ITEMS:
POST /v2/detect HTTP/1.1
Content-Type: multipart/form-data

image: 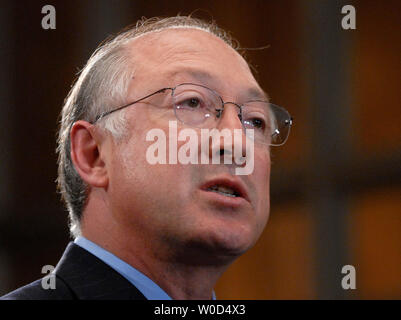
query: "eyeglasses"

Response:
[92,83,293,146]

...

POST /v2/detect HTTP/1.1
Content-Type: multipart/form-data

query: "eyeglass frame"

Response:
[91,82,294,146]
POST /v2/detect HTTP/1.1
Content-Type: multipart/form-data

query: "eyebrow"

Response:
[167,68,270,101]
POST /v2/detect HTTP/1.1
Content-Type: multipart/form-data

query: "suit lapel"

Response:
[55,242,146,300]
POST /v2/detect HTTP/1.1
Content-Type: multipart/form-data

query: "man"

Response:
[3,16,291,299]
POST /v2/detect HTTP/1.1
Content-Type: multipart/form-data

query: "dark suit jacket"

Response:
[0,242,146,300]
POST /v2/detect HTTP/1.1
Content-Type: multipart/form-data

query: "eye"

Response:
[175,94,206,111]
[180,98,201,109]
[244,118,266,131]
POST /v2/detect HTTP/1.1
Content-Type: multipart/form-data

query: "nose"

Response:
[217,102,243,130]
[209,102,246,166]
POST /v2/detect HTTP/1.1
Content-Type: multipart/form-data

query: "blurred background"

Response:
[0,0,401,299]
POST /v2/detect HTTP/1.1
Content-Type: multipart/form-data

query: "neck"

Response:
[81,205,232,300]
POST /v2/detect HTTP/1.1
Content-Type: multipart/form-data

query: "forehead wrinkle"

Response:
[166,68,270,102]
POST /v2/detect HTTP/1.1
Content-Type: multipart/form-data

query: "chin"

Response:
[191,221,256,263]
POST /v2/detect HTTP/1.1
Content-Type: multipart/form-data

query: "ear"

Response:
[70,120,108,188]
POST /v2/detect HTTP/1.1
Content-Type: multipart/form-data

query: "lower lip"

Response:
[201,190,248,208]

==

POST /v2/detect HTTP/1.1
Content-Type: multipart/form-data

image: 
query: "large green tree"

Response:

EXERCISE TASK:
Locate every line in the records above that contains the string "suit" and copy each one.

SOLUTION TO THE EXERCISE:
query: "suit lapel"
query: "dark suit jacket"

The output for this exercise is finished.